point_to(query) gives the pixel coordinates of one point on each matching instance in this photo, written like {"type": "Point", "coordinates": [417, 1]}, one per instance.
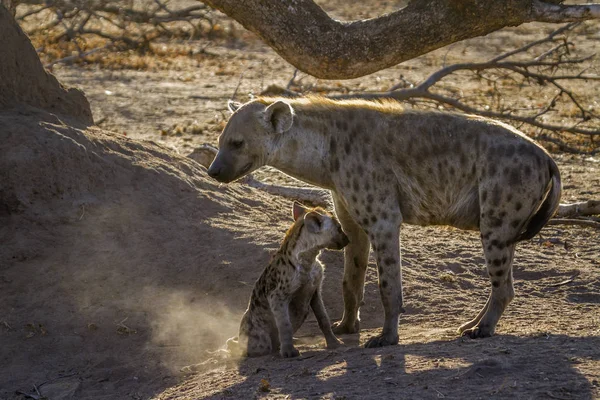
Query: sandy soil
{"type": "Point", "coordinates": [121, 285]}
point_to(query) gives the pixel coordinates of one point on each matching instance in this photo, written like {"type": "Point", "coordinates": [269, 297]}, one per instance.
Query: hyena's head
{"type": "Point", "coordinates": [320, 230]}
{"type": "Point", "coordinates": [249, 138]}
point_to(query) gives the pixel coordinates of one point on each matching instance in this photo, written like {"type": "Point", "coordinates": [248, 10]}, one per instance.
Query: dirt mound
{"type": "Point", "coordinates": [116, 254]}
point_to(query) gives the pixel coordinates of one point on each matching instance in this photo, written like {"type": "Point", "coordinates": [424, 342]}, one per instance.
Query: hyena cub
{"type": "Point", "coordinates": [289, 285]}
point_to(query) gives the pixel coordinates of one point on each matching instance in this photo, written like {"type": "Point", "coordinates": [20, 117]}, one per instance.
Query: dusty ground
{"type": "Point", "coordinates": [111, 297]}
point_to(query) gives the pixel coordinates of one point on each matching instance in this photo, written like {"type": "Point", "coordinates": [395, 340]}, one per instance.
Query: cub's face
{"type": "Point", "coordinates": [321, 229]}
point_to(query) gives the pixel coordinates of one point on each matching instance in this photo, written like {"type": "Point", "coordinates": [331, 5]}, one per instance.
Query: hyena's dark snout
{"type": "Point", "coordinates": [218, 171]}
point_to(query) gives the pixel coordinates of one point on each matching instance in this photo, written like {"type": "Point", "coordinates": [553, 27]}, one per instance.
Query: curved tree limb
{"type": "Point", "coordinates": [533, 64]}
{"type": "Point", "coordinates": [304, 35]}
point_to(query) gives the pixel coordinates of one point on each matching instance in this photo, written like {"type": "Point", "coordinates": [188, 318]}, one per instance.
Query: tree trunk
{"type": "Point", "coordinates": [304, 35]}
{"type": "Point", "coordinates": [25, 82]}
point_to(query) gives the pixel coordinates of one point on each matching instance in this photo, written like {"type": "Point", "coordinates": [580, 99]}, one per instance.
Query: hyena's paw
{"type": "Point", "coordinates": [381, 341]}
{"type": "Point", "coordinates": [342, 328]}
{"type": "Point", "coordinates": [289, 352]}
{"type": "Point", "coordinates": [478, 332]}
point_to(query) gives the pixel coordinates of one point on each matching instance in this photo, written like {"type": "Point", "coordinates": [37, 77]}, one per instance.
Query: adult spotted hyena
{"type": "Point", "coordinates": [385, 166]}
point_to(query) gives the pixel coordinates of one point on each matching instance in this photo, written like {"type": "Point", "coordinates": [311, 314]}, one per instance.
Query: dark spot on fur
{"type": "Point", "coordinates": [514, 178]}
{"type": "Point", "coordinates": [389, 261]}
{"type": "Point", "coordinates": [496, 195]}
{"type": "Point", "coordinates": [495, 222]}
{"type": "Point", "coordinates": [510, 150]}
{"type": "Point", "coordinates": [492, 170]}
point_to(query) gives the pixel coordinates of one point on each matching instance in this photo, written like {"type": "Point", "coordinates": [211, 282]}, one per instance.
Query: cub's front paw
{"type": "Point", "coordinates": [289, 352]}
{"type": "Point", "coordinates": [381, 341]}
{"type": "Point", "coordinates": [342, 328]}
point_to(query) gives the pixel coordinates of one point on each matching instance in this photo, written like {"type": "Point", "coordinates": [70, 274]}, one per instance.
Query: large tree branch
{"type": "Point", "coordinates": [303, 34]}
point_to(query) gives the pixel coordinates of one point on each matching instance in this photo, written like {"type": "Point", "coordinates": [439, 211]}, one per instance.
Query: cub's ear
{"type": "Point", "coordinates": [280, 115]}
{"type": "Point", "coordinates": [233, 106]}
{"type": "Point", "coordinates": [298, 210]}
{"type": "Point", "coordinates": [312, 222]}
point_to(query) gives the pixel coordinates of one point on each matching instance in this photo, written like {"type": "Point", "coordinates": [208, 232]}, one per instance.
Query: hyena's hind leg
{"type": "Point", "coordinates": [499, 255]}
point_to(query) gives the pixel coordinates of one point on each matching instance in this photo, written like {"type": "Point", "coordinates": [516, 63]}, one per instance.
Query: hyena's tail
{"type": "Point", "coordinates": [547, 208]}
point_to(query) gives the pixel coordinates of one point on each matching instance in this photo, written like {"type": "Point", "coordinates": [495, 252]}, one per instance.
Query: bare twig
{"type": "Point", "coordinates": [573, 221]}
{"type": "Point", "coordinates": [77, 56]}
{"type": "Point", "coordinates": [590, 207]}
{"type": "Point", "coordinates": [129, 24]}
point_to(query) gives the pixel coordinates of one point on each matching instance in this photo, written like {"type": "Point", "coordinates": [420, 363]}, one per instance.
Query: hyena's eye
{"type": "Point", "coordinates": [236, 144]}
◆ ◆ ◆ ◆ ◆
▶ What you have to do
Repeat the listing above word for word, omitting the pictures.

▶ Solution
point_to(query) gives the pixel coordinates of one point on each matching instance in this photo, written like {"type": "Point", "coordinates": [417, 1]}, one per instance.
Query: sandy soil
{"type": "Point", "coordinates": [121, 285]}
point_to(query) gives the pixel coordinates of one point on each matching instance in this photo, written like {"type": "Point", "coordinates": [269, 297]}, one per instance.
Query: hyena's head
{"type": "Point", "coordinates": [320, 230]}
{"type": "Point", "coordinates": [249, 138]}
point_to(query) gives the pixel coordinates of one point on each matching instance in this photo, written like {"type": "Point", "coordinates": [248, 10]}, one per instance.
Query: dirt mound
{"type": "Point", "coordinates": [116, 254]}
point_to(query) gives the pixel coordinates of one point on each matching instance in this photo, written like {"type": "Point", "coordinates": [424, 342]}, one per instance.
Query: hyena cub
{"type": "Point", "coordinates": [289, 285]}
point_to(query) gives the pixel coordinates of one point on each matching instance in this photo, written like {"type": "Point", "coordinates": [20, 117]}, one per instance.
Query: dusty ground
{"type": "Point", "coordinates": [111, 297]}
point_to(query) gives the pixel coordinates of one point on each matching instance in this photo, written like {"type": "Point", "coordinates": [395, 340]}, one per instance.
Query: cub's face
{"type": "Point", "coordinates": [321, 229]}
point_to(query) gives the pixel coordinates of one point on each matching instance in this photo, written like {"type": "Point", "coordinates": [331, 5]}, one per instance.
Query: hyena's dark snout
{"type": "Point", "coordinates": [218, 171]}
point_to(query) gives the pixel coordinates of one point on each matching instance in this photo, written like {"type": "Point", "coordinates": [553, 27]}, one per instance.
Query: curved tree limb
{"type": "Point", "coordinates": [533, 64]}
{"type": "Point", "coordinates": [304, 35]}
point_to(query) gives the pixel coordinates of one point on each matching instance in this photo, written like {"type": "Point", "coordinates": [188, 318]}, one per instance.
Query: tree trunk
{"type": "Point", "coordinates": [304, 35]}
{"type": "Point", "coordinates": [25, 82]}
point_to(query) gives the pixel coordinates of one point on each matching instance in this photo, written like {"type": "Point", "coordinates": [580, 99]}, one per instance.
Query: hyena's paw
{"type": "Point", "coordinates": [381, 341]}
{"type": "Point", "coordinates": [342, 328]}
{"type": "Point", "coordinates": [289, 352]}
{"type": "Point", "coordinates": [478, 332]}
point_to(query) gives the pixel coordinates of one point on each matching instance in this photo, written like {"type": "Point", "coordinates": [37, 77]}, one per instance.
Query: adult spotted hyena
{"type": "Point", "coordinates": [385, 166]}
point_to(query) gives the pixel coordinates of one point on each matching instance in this photo, written like {"type": "Point", "coordinates": [311, 314]}, one per instance.
Query: dark spot on fur
{"type": "Point", "coordinates": [514, 178]}
{"type": "Point", "coordinates": [389, 261]}
{"type": "Point", "coordinates": [496, 195]}
{"type": "Point", "coordinates": [495, 222]}
{"type": "Point", "coordinates": [510, 150]}
{"type": "Point", "coordinates": [492, 170]}
point_to(query) gives the pixel coordinates of one point on each matching instance in this photo, written like {"type": "Point", "coordinates": [211, 282]}, one per instance.
Query: cub's front paw
{"type": "Point", "coordinates": [289, 352]}
{"type": "Point", "coordinates": [381, 341]}
{"type": "Point", "coordinates": [342, 328]}
point_to(query) gives the pixel coordinates of one point on each matching instance in this photo, written like {"type": "Point", "coordinates": [70, 274]}, one per instance.
Query: large tree branch
{"type": "Point", "coordinates": [303, 34]}
point_to(query) gives the pixel coordinates of one point on each matching instance in this photo, written like {"type": "Point", "coordinates": [439, 211]}, one per instance.
Query: cub's ear
{"type": "Point", "coordinates": [280, 115]}
{"type": "Point", "coordinates": [233, 106]}
{"type": "Point", "coordinates": [298, 210]}
{"type": "Point", "coordinates": [312, 222]}
point_to(query) gives the pixel coordinates of one point on each matching instance in this photo, written like {"type": "Point", "coordinates": [208, 232]}, one per instance.
Query: hyena's hind leg
{"type": "Point", "coordinates": [499, 255]}
point_to(query) gives the pixel coordinates of one point on each matching instance in this photo, written like {"type": "Point", "coordinates": [516, 63]}, one per instance.
Query: hyena's tail
{"type": "Point", "coordinates": [547, 208]}
point_to(query) gives the pixel coordinates of one point on each matching instance in this photo, written like {"type": "Point", "coordinates": [495, 252]}, one per instance.
Query: bare twig
{"type": "Point", "coordinates": [573, 221]}
{"type": "Point", "coordinates": [77, 56]}
{"type": "Point", "coordinates": [590, 207]}
{"type": "Point", "coordinates": [129, 24]}
point_to(query) gives the pixel coordinates of one point on each matching instance in this photo, written like {"type": "Point", "coordinates": [420, 363]}, one per instance.
Query: hyena's eye
{"type": "Point", "coordinates": [236, 144]}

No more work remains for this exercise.